TASK BRIEF: Rewrite the stretch from the line containing "Thanks for the photo. Could you please mark the woman" through the end of the items, changing "long dark hair" to "short curly hair" and leaving everything else as it stands.

(Items from a pointing dataset)
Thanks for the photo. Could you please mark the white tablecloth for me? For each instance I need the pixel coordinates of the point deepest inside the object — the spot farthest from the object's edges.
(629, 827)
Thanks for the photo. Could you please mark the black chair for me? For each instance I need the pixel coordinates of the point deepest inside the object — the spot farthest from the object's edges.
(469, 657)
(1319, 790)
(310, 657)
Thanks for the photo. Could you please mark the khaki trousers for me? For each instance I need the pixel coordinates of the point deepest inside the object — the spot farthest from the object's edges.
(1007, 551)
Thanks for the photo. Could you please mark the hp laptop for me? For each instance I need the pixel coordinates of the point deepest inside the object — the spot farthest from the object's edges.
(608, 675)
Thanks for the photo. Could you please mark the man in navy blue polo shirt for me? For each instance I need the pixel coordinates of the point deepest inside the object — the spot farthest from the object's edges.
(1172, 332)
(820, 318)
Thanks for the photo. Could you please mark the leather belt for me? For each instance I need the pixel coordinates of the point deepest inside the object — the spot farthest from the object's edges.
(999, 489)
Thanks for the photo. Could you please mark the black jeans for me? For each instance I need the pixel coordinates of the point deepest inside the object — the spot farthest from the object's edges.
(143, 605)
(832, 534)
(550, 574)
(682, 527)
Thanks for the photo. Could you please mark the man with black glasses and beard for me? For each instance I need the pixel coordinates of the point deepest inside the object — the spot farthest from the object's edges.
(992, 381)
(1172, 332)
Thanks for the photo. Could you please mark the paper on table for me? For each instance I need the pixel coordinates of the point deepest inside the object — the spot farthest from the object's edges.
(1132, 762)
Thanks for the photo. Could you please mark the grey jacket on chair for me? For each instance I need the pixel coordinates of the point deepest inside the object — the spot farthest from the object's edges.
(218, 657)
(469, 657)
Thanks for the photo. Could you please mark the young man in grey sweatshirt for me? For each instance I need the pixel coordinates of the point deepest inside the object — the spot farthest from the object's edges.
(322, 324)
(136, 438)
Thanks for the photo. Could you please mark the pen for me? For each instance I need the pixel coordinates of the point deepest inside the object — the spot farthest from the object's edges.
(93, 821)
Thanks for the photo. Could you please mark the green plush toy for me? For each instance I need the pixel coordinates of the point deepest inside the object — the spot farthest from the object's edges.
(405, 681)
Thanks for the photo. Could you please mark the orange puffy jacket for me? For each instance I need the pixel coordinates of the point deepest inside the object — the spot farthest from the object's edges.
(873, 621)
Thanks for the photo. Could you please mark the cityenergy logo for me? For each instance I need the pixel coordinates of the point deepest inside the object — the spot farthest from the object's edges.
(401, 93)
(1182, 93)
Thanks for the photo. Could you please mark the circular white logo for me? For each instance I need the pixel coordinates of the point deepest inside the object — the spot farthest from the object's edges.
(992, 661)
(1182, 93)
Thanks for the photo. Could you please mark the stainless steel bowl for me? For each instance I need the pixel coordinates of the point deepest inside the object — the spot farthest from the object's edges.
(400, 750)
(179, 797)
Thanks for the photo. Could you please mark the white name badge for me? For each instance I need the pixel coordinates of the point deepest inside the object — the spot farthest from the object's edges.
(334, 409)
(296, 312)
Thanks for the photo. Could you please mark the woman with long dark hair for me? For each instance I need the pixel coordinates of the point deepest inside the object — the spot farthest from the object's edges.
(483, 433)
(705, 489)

ANSWER FOR THE TASK:
Thanks for the photo. Could you please mark the woman with short curly hair for me? For each instance I need the pixel coordinates of the point deepest inside the object — the spot farthest from the object's edges.
(483, 433)
(705, 489)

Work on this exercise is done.